Copy out, unchanged, the lines of the items below, starting at the line that contains "Practice step: label each instance of the woman's face" and ending at the final line of the items.

------------------------

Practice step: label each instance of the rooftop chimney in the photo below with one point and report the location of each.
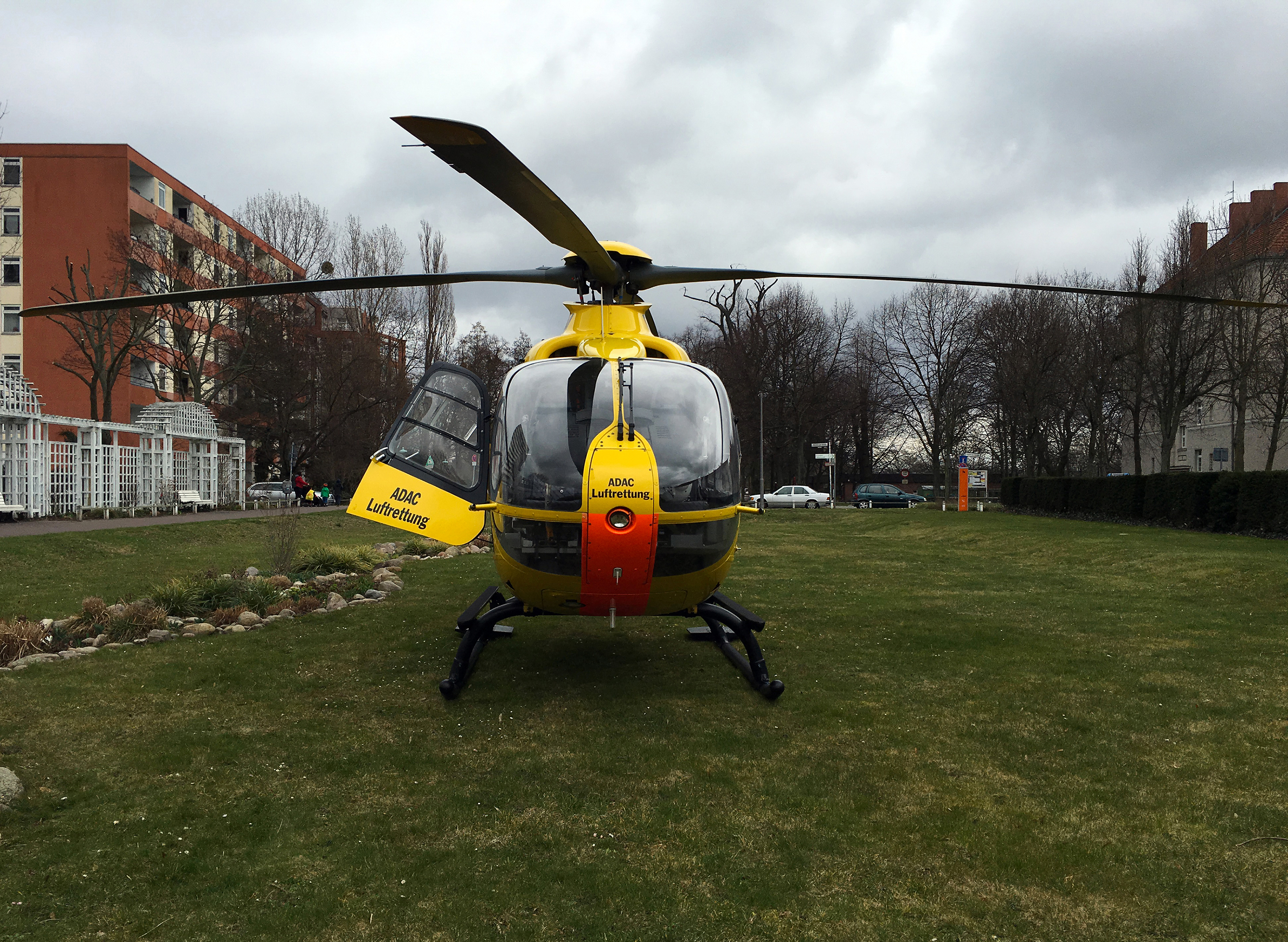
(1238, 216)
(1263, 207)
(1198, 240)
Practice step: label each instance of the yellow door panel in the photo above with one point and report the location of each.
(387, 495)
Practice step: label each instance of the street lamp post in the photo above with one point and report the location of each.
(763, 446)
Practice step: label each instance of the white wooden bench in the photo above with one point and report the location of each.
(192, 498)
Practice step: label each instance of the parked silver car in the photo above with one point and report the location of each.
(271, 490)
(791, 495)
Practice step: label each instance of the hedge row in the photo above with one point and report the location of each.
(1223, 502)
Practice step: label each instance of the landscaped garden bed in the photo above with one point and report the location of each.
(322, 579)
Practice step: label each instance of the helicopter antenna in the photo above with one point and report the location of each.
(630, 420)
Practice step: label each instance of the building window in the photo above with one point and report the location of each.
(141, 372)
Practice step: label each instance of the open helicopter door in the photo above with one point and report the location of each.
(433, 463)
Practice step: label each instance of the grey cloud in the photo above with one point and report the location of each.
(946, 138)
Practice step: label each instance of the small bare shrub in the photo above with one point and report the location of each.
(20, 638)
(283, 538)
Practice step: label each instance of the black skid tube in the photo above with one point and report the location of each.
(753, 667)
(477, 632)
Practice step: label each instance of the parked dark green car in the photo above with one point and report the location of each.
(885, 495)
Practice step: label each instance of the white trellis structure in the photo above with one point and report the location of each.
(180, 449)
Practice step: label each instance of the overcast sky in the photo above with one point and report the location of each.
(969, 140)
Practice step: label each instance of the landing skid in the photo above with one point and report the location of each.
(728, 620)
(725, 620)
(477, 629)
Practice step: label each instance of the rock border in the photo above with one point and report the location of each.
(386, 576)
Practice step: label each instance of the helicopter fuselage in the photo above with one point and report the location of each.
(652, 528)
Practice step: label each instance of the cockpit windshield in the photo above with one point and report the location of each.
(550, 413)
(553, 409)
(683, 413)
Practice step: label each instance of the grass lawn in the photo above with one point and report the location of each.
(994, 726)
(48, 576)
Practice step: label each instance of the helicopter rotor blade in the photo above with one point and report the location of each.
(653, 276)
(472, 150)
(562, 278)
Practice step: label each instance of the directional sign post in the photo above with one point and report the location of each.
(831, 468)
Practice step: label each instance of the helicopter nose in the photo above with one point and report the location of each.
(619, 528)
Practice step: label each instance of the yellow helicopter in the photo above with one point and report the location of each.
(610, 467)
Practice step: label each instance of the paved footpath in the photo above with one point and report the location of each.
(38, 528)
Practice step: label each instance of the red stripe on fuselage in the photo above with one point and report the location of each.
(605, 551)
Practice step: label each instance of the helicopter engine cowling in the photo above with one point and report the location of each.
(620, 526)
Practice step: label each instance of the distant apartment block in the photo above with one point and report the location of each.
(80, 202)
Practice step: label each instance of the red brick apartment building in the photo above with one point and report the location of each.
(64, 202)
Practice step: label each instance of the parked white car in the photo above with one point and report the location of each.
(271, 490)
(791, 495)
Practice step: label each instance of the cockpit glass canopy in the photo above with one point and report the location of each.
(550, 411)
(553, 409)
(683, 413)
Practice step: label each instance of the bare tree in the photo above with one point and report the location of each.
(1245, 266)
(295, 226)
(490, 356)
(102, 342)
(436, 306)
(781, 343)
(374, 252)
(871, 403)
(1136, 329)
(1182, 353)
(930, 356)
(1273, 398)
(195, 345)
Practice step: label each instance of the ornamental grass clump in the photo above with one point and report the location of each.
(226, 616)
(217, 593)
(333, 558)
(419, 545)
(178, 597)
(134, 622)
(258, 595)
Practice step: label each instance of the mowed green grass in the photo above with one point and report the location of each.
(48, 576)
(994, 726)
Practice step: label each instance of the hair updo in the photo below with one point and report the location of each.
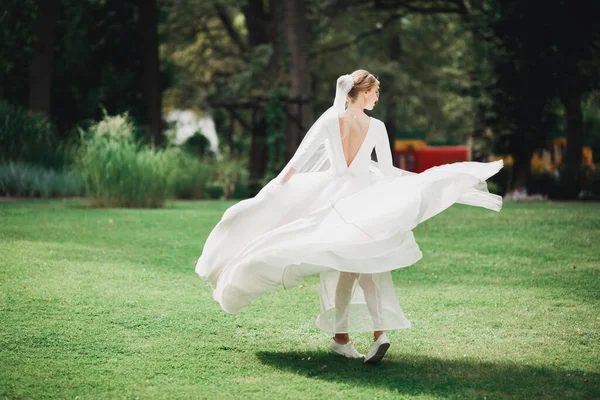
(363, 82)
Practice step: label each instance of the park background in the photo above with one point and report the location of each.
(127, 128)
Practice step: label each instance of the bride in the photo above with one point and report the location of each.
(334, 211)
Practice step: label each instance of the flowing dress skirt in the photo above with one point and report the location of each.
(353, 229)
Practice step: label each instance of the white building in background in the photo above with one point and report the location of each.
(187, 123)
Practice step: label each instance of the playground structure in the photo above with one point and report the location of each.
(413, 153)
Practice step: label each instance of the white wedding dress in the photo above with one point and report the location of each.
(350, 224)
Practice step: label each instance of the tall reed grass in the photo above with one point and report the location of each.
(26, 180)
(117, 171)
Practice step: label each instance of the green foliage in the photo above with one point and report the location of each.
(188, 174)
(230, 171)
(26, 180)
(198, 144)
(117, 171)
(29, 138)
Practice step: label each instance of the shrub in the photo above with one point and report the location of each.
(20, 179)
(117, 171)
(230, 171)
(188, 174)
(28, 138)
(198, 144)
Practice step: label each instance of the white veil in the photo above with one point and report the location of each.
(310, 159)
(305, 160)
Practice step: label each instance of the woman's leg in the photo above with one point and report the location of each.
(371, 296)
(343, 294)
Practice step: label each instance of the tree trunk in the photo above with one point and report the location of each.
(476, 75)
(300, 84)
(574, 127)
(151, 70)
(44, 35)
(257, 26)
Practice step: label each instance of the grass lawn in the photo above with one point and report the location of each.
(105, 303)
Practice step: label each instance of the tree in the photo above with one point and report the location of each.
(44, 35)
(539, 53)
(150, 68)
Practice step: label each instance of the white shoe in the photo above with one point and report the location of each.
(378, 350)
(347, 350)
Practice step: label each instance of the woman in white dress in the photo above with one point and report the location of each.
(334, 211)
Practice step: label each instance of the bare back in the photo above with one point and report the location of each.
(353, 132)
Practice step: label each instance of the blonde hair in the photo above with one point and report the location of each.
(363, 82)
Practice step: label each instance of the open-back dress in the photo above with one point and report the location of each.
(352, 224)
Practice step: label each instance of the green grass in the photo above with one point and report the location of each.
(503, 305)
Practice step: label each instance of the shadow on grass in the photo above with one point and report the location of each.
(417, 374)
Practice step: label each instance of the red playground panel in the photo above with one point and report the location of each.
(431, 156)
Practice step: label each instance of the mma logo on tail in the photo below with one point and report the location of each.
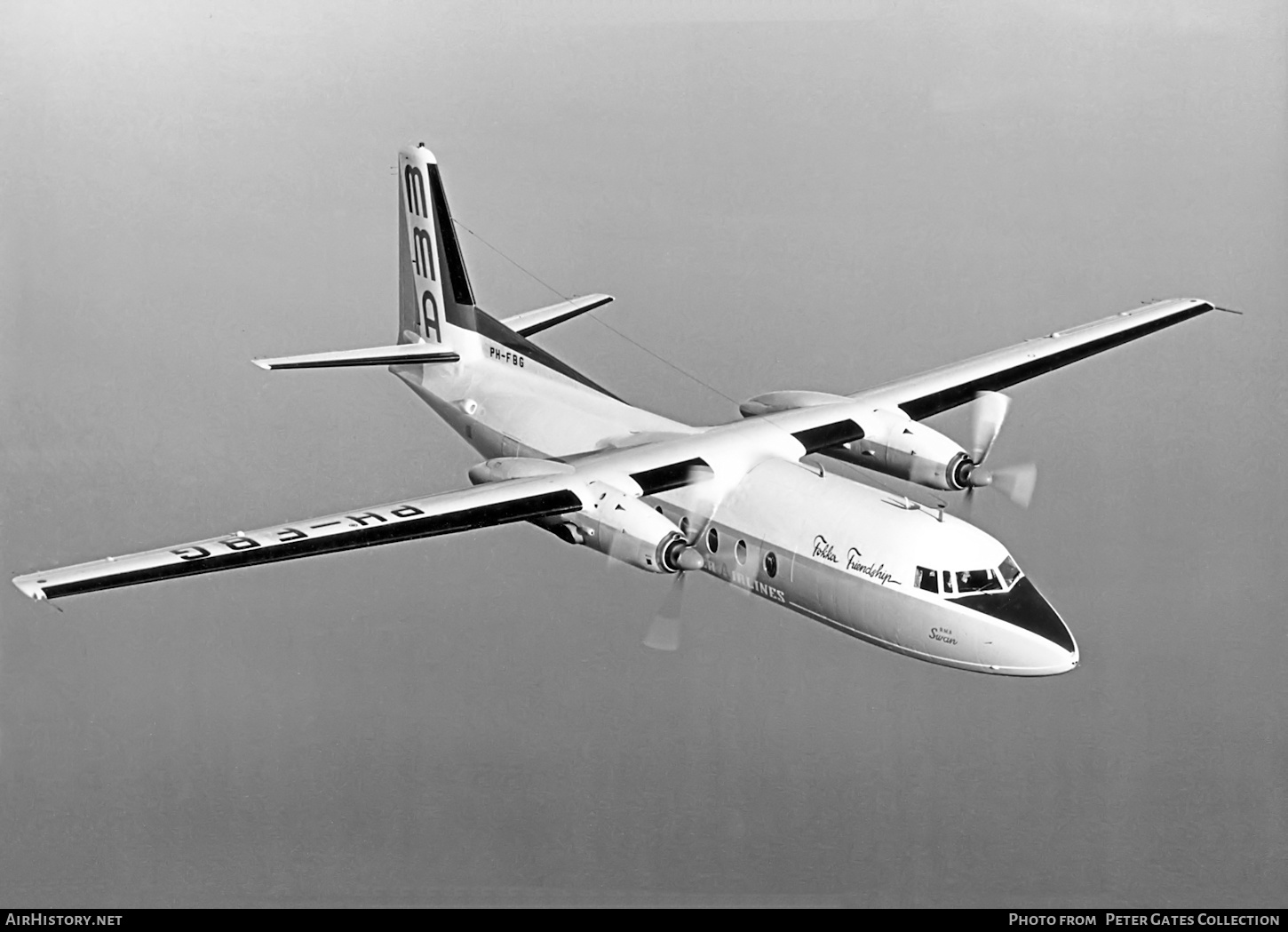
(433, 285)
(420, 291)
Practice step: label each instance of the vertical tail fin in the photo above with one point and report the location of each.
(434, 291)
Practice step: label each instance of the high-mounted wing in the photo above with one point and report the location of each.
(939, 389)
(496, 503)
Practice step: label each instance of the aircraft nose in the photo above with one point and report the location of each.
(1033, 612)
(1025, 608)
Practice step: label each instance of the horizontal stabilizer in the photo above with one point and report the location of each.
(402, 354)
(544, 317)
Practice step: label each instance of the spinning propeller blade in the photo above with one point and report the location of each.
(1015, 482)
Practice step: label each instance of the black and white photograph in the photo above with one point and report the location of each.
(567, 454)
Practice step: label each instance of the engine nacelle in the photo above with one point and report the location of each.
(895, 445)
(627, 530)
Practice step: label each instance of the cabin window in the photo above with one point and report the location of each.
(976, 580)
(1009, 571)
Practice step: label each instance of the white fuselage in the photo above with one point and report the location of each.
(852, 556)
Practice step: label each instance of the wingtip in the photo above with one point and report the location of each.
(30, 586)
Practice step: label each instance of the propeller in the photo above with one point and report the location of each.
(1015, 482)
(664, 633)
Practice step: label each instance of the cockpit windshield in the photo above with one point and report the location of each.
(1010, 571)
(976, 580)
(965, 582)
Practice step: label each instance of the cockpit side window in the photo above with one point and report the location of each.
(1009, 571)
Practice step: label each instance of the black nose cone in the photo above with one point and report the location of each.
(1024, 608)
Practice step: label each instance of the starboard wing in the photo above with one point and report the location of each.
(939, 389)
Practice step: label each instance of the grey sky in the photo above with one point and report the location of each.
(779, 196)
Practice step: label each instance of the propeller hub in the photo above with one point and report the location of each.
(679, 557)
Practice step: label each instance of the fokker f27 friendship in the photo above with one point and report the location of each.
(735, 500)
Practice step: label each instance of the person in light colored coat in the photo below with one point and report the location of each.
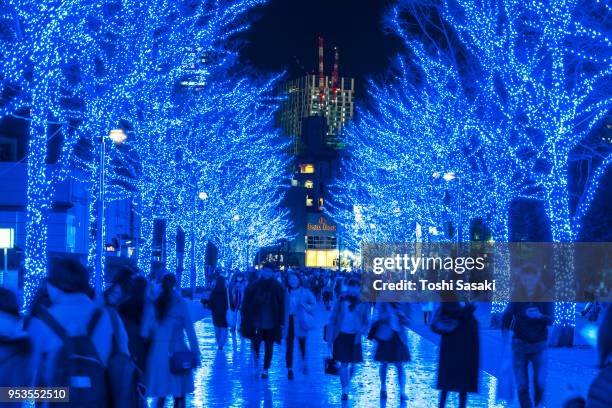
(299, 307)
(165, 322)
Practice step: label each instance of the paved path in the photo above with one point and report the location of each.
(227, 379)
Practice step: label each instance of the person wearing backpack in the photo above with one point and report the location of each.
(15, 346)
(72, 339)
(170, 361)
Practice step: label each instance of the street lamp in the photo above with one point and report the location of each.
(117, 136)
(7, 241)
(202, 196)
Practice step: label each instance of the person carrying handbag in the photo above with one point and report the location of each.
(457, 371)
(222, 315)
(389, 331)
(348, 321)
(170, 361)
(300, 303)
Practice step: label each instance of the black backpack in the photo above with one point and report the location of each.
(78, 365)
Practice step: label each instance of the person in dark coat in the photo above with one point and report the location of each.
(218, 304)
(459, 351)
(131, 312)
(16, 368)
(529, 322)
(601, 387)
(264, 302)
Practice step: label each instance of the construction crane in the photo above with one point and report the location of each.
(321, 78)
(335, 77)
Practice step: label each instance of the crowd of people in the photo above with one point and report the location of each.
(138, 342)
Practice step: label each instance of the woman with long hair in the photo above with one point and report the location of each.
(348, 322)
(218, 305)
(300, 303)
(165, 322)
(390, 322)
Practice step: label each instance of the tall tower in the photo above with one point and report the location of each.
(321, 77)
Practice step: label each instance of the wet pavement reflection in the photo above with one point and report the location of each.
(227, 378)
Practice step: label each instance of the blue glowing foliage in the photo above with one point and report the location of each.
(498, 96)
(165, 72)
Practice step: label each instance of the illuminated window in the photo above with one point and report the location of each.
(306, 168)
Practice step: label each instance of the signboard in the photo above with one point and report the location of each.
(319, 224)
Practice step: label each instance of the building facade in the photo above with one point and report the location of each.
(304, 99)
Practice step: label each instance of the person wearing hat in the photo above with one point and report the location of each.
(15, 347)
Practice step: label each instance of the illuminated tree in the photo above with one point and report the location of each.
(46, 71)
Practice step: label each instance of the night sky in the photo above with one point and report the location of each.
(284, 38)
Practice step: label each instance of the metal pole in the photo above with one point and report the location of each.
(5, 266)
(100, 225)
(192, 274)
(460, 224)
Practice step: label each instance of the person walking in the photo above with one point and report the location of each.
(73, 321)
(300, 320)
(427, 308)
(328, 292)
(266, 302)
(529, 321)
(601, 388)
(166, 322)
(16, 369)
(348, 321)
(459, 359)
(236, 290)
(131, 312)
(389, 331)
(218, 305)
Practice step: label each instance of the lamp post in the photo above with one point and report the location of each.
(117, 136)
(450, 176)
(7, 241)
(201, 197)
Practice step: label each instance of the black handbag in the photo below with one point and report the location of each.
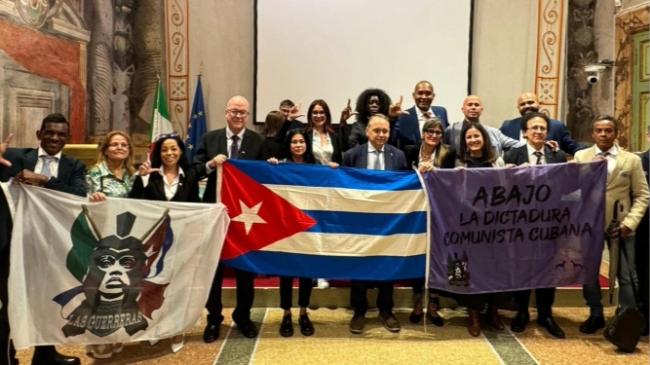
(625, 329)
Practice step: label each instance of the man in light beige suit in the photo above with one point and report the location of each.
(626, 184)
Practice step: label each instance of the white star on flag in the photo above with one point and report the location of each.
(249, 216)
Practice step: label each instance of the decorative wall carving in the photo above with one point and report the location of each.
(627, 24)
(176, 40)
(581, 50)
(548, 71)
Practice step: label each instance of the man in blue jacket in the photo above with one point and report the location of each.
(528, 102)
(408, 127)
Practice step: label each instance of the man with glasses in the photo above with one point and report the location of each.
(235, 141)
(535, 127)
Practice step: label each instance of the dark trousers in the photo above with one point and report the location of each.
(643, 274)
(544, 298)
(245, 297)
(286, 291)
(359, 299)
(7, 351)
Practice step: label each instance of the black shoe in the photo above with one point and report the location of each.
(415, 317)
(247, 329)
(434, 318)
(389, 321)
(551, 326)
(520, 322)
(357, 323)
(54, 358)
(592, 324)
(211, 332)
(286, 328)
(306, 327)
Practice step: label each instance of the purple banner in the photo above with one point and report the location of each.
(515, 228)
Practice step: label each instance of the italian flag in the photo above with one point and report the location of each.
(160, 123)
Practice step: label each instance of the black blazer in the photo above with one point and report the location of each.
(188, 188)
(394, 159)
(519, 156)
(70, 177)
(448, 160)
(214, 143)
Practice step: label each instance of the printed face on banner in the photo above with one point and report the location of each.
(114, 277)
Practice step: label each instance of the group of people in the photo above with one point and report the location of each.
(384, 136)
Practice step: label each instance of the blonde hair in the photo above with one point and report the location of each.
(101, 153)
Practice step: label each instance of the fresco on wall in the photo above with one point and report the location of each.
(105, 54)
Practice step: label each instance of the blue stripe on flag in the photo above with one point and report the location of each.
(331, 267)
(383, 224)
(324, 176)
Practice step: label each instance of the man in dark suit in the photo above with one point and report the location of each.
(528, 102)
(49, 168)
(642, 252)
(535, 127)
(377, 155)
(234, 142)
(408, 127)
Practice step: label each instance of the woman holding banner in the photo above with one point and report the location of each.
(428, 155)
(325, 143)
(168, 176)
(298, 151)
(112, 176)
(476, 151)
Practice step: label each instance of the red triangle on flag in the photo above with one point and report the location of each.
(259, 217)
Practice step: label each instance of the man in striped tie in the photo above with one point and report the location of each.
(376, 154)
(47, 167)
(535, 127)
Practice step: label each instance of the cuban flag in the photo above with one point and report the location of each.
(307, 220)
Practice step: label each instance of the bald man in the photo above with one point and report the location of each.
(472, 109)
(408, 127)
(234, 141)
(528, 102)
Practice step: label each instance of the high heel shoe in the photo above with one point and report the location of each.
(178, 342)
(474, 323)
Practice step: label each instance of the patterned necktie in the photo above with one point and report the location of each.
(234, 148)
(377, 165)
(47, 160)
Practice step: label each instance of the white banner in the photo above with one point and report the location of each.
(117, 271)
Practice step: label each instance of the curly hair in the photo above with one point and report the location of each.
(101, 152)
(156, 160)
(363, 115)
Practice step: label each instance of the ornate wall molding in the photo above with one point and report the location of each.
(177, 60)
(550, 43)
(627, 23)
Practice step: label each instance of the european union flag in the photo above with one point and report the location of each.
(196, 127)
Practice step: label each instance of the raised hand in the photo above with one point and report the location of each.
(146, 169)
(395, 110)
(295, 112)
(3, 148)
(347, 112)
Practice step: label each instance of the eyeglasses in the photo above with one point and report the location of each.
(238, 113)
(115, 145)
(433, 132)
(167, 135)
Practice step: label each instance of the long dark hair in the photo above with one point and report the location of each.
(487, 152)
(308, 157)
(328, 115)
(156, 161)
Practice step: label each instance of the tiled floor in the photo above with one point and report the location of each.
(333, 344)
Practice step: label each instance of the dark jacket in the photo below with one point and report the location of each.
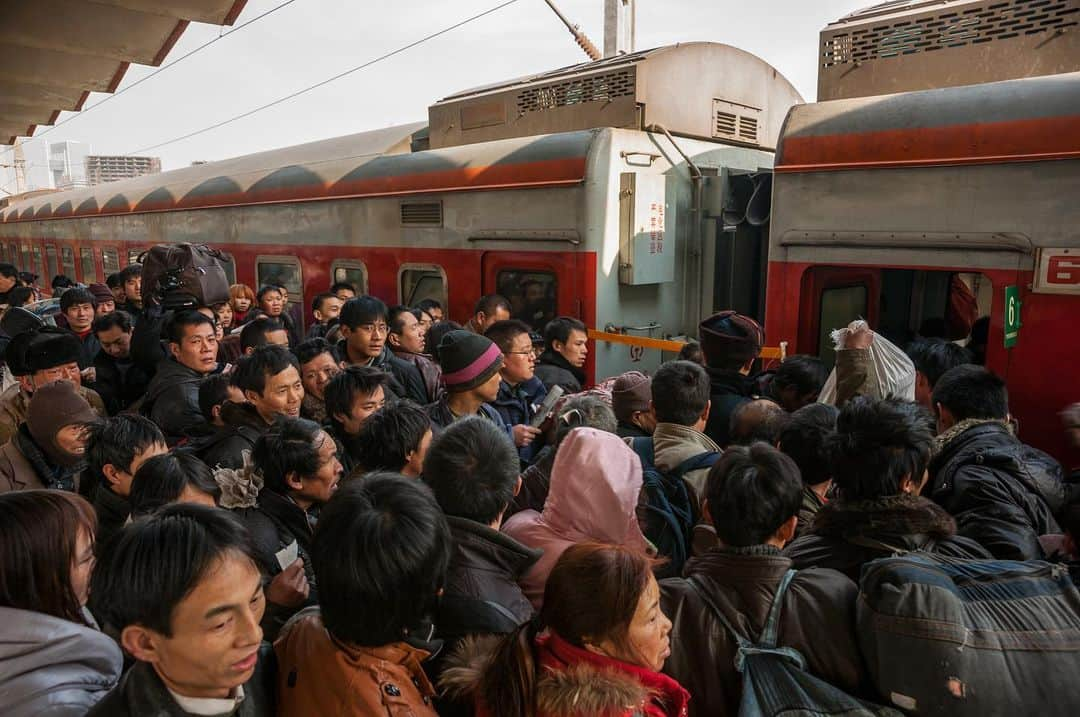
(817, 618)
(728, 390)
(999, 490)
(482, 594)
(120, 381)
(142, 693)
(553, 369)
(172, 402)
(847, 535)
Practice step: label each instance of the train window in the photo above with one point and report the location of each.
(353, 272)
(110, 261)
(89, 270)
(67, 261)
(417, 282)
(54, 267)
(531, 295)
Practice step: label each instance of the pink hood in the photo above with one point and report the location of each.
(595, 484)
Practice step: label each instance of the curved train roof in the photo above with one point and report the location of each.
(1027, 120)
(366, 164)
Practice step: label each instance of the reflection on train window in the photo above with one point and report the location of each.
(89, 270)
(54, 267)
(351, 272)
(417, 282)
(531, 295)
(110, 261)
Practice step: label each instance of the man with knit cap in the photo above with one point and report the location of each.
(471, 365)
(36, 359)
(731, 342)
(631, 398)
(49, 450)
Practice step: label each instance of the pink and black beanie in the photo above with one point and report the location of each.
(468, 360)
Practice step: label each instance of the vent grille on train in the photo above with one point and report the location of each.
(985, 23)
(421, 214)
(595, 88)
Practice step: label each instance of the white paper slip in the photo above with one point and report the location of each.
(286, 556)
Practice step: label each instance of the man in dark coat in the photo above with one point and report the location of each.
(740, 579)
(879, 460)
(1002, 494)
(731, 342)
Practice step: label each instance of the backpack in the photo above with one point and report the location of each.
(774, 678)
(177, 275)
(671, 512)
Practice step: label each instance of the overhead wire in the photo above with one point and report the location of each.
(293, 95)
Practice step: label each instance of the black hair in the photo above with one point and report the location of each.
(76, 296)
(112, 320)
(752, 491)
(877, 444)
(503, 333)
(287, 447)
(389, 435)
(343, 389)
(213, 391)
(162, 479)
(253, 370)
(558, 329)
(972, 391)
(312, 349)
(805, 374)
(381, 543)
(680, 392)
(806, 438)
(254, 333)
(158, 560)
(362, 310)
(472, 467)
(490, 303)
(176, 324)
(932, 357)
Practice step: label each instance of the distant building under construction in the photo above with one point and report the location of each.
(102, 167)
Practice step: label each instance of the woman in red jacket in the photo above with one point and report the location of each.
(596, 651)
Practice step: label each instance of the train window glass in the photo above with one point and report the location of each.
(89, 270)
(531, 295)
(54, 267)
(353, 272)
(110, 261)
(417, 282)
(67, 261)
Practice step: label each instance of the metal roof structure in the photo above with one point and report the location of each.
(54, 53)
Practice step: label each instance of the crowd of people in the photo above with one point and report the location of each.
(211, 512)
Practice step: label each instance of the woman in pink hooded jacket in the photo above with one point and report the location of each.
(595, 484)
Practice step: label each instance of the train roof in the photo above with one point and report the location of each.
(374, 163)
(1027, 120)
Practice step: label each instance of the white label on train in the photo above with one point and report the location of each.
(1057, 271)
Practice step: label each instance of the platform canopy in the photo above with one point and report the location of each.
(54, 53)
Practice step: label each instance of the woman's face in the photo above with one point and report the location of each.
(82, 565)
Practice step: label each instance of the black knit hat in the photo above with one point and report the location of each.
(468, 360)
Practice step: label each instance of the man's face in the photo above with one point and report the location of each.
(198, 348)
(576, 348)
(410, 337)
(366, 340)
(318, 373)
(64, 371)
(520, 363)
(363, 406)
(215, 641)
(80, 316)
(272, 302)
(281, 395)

------------------------

TASK OUTPUT -
Practice step: label each instance of the woman's face in the photo above with one point and report the location of each.
(82, 565)
Practice step: label each instance of the black knit hat in the photo above with one point and report the location of each.
(468, 360)
Practice step: label each instance of the man's face in the photo above with one point and report the location of each.
(198, 348)
(576, 348)
(410, 337)
(366, 340)
(318, 373)
(64, 371)
(520, 363)
(363, 406)
(215, 641)
(80, 316)
(272, 302)
(281, 395)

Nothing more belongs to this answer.